Add an paragraph level ID in the parla-clarin files

welfare-state-analytics / riksdagen-corpus

Swedish parliamentary proceedings - Riksdagens protokoll 1867-today

Other

26 stars 5 forks source link

Add an paragraph level ID in the parla-clarin files #146

Closed rbbby closed 2 years ago

rbbby commented 2 years ago

The xml schema has not been updated for a long while and we have found both bugs to solve and improvements to make.

[x] #138 solve bug regarding pointers for unknown speakers
[ ] Add an OCR-block level id

And more...

MansMeg commented 2 years ago

I think we should split this to two issues.

MansMeg commented 2 years ago

Based on the discussion we should add a paragraph ID in the form "protocol_id" + random hash with 8 characters.

### REQUESTS:
1. In the issue thread about paragraph IDs, what format was proposed for the new paragraph ID?
2. Please extend the issue thread on adding paragraph IDs to the parla-clarin files with the next comment, picking up after its final message.

### SUPPLIED INFORMATION:
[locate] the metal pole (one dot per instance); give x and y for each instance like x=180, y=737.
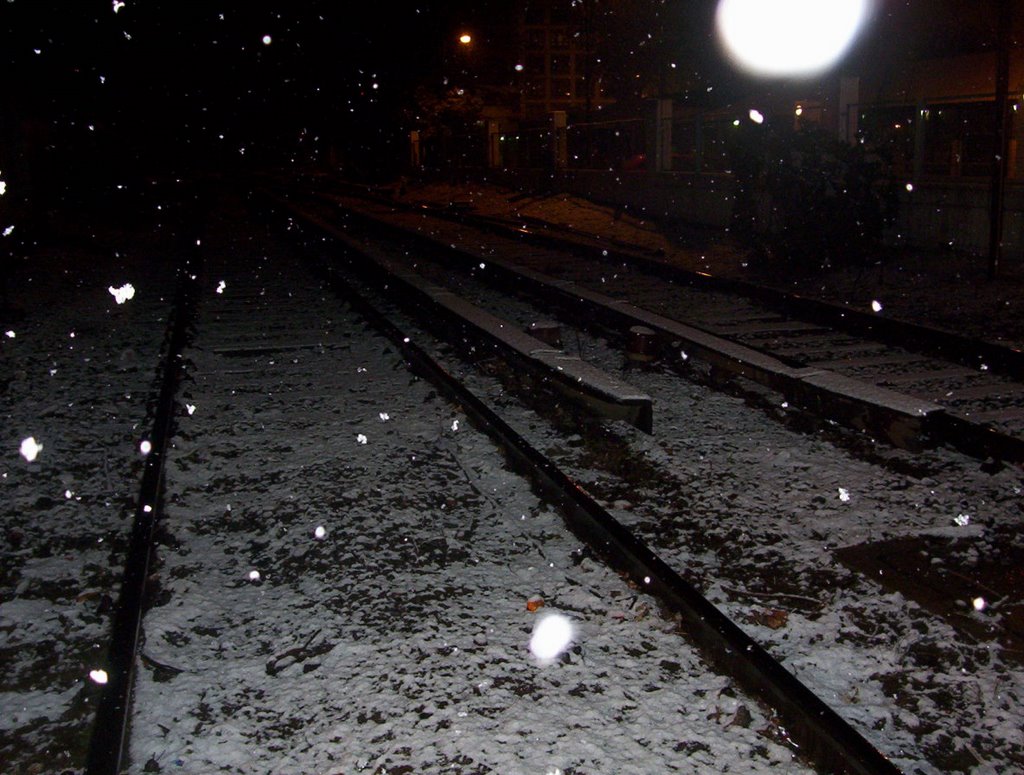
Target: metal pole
x=1001, y=140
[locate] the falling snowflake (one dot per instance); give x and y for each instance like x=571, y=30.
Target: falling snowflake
x=98, y=677
x=30, y=448
x=551, y=637
x=123, y=294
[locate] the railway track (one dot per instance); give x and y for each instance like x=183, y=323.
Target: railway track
x=312, y=589
x=912, y=385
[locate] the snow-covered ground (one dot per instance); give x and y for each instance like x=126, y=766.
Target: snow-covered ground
x=348, y=574
x=397, y=638
x=77, y=370
x=755, y=513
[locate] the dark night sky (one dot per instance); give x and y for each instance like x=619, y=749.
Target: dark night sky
x=178, y=82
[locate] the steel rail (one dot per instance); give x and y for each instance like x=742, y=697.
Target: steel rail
x=946, y=426
x=108, y=745
x=821, y=736
x=924, y=339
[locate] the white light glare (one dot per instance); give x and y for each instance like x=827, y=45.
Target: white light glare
x=30, y=448
x=551, y=636
x=778, y=38
x=123, y=294
x=98, y=676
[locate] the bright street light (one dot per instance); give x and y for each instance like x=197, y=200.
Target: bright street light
x=778, y=38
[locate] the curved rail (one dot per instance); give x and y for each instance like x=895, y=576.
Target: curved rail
x=820, y=734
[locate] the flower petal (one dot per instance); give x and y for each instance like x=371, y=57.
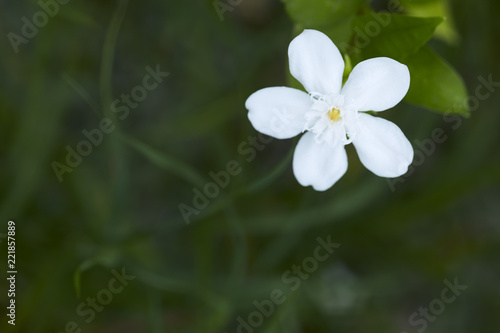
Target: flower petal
x=318, y=164
x=382, y=147
x=316, y=62
x=278, y=111
x=377, y=84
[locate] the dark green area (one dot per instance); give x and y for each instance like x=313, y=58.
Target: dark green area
x=119, y=208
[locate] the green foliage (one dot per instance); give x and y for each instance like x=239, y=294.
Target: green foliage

### ANSWERS IN ORDER:
1. "protocol_id" followed by a random 8-character hash.

2.
MansMeg commented 2 years ago

After discussions with others I suggest that we use a UUID as ID here: https://en.wikipedia.org/wiki/Universally_unique_identifier

This can be done with the uuid package in R (and I assume there is an equivalent library for Python). This should be globally unique, that was my worry.

ninpnin commented 2 years ago

I would probably go with this: https://github.com/skorokithakis/shortuuid . It generates an UUID and formats it in base57 so the IDs aren't going to be awfully long in text.

>>> shortuuid.uuid()
'AzwhqneGDoe2EgepXtWusu'

MansMeg commented 2 years ago

Ok. Does this exist in other languages than Python? The benefit with UUID is that more or less any language seem to support generating UUID?

ninpnin commented 2 years ago

It is UUID (you get the same amount of random bits), it's just how you format it.

MansMeg commented 2 years ago

Ok. Is the formating easy to do? I can't find a quick R package that does this? UUID has the benefit that it is very much standard. Although, I could probably code up an R package to do this if it is beneficial. How much space would we save bu using short uuid compared to UUID?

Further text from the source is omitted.